**REQUESTS:**
**1.** From the book reviews, list each publication detail given for “Playground” besides its title.
**2.** Write the next part of the book reviews, picking up after their final sentence about “Playground.”
╭─ SUPPLIED TEXT
Virika Sameroo, a lesbian of West Indian descent, is a first lieutenant on a cargo ship plying deep space as part of the Æcerbot Empire’s merchant marine. Falsely accused of murdering her captain, she is thrown into prison for 10 years, which gives her time to plot her revenge against the evil colonizing empire — empire being, as ever, the Big Baddie in most such tales.
In addition to moving too fast, the back half of the book becomes a bit predictable. But it’s still fun to see the ghost of Dumas being dressed up like this in a swift, postmodern space operetta.

“Playground” by Richard Powers, $38, Random House.
Playground
By Richard Powers
Random House, $38, 384 pages
“Playground,” the latest offering from Pulitzer Prize-winning Richard Powers, is a book about everything, and it attempts to show how all of it is connected.
╰─
╭─ STORED DATA
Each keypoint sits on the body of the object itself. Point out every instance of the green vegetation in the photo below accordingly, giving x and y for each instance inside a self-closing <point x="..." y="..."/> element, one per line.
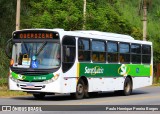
<point x="119" y="16"/>
<point x="4" y="92"/>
╰─
**EXERCISE RESULTS:**
**1.** Richard Powers (author); Random House (publisher); $38 (price); 384 pages (length)

**2.**
Characters and locations representing what seem to be polar opposites are drawn together in the wide-ranging plot. Todd and Rafi, childhood friends from different sides of the tracks, create an online game called Playground. Todd will go on to become a tech billionaire who turns Playground into its own economic ecosystem, while Rafi’s interests tend toward literature. Their lives are linked to an older oceanographer on the Polynesian island of Makatea, which is set to become the springboard for humanity’s plan to colonize the oceans of the world.
There are a lot of messages and ideas in “Playground,” about the natural vs. the virtual world, the way we disconnect from nature when we lose connection to one another, and what it means to live in balance with nature anyway. This makes it all pretty heady stuff, and the characters take a back seat to both the ideas in play and the colourful descriptions of ocean life. It is, however, a story about matters worthy of attention.